Task item: Using the data below, show every line where the word "green" occurs.

Raw data:
<<<<
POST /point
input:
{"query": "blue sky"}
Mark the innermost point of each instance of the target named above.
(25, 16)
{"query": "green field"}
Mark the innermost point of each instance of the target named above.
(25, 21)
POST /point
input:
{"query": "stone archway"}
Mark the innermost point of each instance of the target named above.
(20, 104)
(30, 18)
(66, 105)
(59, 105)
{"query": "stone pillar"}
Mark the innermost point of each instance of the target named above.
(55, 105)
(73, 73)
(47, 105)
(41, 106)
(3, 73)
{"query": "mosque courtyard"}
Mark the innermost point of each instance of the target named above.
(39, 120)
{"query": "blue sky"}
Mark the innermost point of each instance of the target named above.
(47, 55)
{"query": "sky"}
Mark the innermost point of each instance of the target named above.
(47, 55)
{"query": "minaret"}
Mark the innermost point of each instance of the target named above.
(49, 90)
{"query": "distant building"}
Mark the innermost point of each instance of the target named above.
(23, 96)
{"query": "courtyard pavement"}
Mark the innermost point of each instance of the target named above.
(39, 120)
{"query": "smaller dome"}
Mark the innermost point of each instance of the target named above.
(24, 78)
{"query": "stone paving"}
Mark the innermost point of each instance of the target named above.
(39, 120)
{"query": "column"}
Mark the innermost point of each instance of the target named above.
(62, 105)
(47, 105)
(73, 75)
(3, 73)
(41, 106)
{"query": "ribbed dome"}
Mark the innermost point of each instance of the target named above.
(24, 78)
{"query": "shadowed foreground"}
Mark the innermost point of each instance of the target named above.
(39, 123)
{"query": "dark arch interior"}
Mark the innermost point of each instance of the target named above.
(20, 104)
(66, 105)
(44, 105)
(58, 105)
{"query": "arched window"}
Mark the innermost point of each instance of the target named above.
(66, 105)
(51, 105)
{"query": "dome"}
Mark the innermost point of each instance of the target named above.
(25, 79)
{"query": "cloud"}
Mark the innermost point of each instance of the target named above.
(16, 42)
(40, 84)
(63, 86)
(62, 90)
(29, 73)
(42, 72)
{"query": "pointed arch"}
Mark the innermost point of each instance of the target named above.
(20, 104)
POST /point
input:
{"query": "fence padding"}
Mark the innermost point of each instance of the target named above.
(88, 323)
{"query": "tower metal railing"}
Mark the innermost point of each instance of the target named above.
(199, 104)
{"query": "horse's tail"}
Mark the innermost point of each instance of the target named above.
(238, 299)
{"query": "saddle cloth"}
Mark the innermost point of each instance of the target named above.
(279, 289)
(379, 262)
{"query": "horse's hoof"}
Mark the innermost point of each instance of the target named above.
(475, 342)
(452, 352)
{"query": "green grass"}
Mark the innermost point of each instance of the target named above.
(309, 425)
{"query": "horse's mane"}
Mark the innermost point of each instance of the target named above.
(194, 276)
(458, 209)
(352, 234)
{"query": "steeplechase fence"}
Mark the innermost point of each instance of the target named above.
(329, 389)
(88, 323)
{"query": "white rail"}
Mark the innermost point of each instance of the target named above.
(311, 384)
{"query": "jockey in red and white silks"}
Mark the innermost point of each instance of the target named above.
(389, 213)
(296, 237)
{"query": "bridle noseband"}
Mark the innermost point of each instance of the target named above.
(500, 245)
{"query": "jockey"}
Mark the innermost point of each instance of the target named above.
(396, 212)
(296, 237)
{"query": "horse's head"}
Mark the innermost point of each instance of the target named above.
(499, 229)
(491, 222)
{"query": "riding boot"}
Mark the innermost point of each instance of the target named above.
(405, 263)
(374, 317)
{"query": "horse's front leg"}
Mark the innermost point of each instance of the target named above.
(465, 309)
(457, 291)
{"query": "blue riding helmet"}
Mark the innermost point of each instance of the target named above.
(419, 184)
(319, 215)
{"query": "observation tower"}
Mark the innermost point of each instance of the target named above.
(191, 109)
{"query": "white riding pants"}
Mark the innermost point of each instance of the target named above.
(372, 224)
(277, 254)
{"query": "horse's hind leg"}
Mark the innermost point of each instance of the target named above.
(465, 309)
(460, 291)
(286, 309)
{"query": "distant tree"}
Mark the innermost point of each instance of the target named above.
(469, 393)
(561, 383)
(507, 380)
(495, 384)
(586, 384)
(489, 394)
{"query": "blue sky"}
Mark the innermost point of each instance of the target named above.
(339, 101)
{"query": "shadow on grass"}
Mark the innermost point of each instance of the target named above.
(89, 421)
>>>>
<<<<
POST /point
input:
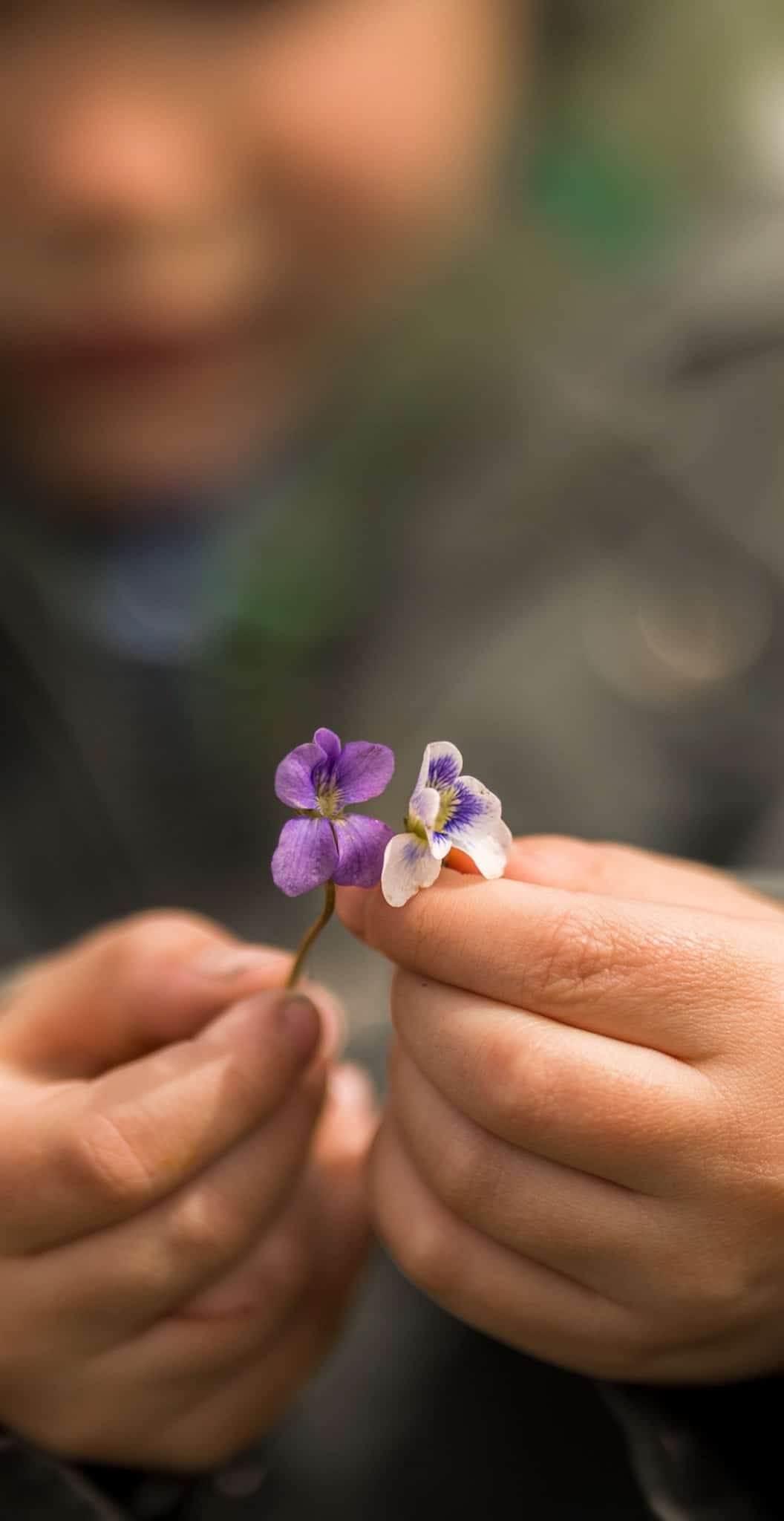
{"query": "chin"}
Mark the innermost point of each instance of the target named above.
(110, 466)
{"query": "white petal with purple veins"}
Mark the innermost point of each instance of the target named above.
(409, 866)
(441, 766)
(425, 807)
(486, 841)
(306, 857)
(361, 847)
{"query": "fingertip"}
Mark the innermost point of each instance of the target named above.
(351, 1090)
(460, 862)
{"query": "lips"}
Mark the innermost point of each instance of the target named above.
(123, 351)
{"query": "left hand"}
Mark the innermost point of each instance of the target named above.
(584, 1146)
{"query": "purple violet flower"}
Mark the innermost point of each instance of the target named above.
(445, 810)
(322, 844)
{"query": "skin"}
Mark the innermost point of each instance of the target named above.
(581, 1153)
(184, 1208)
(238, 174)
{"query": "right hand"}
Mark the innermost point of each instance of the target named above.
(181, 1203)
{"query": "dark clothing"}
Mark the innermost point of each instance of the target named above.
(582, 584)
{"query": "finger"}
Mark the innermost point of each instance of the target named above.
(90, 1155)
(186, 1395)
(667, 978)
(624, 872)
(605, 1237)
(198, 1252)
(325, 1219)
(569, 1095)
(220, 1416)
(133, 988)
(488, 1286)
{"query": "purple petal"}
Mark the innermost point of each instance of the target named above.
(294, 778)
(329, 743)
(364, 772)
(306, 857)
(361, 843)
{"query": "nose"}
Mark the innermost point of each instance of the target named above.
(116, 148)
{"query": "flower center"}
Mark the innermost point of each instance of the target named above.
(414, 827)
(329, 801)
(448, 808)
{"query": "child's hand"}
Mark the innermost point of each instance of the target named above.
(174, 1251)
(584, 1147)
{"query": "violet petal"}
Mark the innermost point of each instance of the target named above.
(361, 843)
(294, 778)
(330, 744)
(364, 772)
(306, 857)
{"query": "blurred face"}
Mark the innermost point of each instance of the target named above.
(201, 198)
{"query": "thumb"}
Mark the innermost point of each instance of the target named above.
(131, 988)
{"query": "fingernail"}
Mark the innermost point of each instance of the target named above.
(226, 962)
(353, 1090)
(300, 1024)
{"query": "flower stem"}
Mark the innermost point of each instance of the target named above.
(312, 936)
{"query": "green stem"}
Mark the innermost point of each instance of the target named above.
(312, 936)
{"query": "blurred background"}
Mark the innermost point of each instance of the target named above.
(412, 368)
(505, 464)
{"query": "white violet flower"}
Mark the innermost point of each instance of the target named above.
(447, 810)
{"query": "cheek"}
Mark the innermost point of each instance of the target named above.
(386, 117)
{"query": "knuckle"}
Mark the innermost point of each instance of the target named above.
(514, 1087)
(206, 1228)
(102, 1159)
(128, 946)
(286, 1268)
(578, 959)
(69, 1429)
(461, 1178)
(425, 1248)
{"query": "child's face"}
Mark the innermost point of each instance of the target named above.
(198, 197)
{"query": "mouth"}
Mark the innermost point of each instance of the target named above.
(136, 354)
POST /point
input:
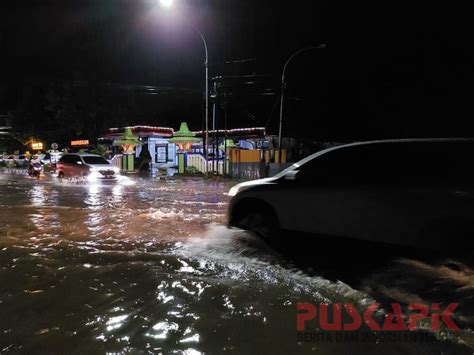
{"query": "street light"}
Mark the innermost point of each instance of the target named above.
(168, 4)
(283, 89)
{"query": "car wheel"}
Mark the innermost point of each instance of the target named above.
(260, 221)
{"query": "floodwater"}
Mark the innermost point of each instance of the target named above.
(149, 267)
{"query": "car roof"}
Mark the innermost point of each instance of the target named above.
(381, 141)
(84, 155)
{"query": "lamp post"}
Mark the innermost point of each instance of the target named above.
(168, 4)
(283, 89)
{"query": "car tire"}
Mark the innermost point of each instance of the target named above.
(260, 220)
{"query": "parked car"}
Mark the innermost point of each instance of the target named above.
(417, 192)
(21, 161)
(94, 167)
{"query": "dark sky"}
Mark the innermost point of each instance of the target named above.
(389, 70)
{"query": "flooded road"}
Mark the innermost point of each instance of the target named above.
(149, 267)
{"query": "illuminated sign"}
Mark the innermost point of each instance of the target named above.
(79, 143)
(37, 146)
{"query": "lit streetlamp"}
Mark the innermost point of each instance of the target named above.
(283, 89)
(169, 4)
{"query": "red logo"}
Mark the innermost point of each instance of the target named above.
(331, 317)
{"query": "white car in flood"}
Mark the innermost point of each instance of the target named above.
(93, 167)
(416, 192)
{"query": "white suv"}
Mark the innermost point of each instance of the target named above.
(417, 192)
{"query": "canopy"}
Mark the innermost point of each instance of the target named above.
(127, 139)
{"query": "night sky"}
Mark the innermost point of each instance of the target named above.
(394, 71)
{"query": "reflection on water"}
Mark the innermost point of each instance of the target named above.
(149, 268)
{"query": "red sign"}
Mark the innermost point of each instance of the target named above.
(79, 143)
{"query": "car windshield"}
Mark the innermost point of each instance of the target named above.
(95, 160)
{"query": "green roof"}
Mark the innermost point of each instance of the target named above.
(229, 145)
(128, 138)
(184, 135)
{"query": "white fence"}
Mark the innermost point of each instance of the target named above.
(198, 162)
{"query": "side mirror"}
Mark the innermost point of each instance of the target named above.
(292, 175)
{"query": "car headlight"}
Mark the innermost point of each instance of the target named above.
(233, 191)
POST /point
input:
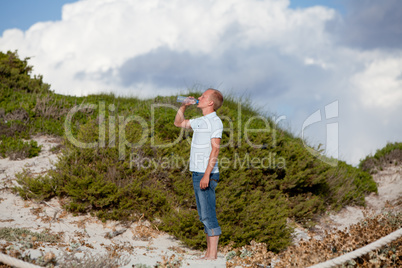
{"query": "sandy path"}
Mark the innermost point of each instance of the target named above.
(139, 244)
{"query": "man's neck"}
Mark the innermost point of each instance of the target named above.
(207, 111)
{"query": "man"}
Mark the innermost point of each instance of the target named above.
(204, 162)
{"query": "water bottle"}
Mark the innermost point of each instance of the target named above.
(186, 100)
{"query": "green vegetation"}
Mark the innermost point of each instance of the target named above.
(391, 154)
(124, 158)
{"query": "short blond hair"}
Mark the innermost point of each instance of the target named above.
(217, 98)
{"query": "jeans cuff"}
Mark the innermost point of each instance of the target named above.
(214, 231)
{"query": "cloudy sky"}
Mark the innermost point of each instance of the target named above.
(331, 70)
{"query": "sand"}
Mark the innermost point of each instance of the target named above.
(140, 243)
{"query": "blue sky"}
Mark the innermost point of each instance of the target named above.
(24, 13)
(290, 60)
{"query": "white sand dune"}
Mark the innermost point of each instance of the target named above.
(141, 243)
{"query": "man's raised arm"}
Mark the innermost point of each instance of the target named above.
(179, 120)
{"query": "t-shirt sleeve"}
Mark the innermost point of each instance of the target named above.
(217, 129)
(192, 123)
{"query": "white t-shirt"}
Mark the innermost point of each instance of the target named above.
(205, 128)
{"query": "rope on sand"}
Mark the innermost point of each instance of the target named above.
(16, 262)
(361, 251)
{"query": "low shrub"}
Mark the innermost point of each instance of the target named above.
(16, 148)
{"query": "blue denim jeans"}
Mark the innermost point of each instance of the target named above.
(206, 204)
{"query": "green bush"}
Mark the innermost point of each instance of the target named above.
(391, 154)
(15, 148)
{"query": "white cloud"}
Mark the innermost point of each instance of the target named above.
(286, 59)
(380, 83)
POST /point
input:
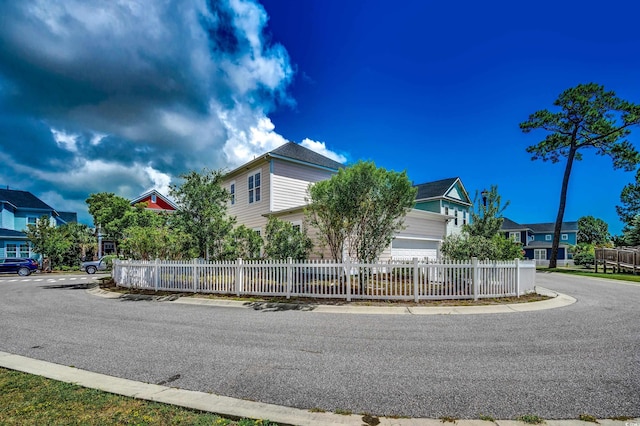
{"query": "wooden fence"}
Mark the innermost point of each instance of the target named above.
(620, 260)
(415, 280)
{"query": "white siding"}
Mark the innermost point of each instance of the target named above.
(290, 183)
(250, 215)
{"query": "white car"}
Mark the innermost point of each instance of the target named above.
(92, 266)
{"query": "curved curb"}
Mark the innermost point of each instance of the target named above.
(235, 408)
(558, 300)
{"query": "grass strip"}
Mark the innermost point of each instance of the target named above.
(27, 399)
>>>>
<<<<
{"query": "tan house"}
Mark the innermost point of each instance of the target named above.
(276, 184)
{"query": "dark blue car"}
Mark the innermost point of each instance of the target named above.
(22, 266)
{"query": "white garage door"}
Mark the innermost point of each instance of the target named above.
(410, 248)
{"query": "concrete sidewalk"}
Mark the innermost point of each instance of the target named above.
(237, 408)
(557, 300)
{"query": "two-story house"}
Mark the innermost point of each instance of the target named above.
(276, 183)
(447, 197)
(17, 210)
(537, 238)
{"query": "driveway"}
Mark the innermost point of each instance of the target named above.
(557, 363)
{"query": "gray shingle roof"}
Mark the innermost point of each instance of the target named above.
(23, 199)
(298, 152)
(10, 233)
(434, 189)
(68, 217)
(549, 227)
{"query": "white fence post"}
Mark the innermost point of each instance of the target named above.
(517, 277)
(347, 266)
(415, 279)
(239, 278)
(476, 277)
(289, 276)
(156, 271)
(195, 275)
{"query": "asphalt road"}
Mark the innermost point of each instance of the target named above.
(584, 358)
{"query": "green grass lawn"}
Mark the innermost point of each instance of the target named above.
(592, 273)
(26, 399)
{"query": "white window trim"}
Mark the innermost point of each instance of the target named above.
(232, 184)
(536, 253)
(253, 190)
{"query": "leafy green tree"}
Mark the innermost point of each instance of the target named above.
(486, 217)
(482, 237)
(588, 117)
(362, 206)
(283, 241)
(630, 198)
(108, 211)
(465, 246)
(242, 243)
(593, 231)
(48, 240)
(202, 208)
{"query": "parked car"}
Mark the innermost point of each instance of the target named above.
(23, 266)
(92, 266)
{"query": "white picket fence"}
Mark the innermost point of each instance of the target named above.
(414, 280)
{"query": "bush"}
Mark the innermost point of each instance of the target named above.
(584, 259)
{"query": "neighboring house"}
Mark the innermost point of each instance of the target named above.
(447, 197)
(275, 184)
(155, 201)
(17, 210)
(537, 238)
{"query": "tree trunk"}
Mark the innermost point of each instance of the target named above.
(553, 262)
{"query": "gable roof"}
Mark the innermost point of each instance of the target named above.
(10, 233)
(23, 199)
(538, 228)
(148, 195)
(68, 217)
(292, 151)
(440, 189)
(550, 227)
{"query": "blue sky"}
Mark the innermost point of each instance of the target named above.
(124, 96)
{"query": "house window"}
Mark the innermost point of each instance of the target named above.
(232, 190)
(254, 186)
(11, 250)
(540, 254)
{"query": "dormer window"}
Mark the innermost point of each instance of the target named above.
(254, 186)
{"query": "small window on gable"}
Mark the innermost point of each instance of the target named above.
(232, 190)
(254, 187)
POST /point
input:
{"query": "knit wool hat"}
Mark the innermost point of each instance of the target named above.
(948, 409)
>>>>
Your solution:
{"query": "green field"}
{"query": "green grass"}
{"query": "green stem"}
{"query": "green roof"}
{"query": "green vegetation"}
{"query": "green bush"}
{"query": "green grass lawn"}
{"query": "leafy green tree"}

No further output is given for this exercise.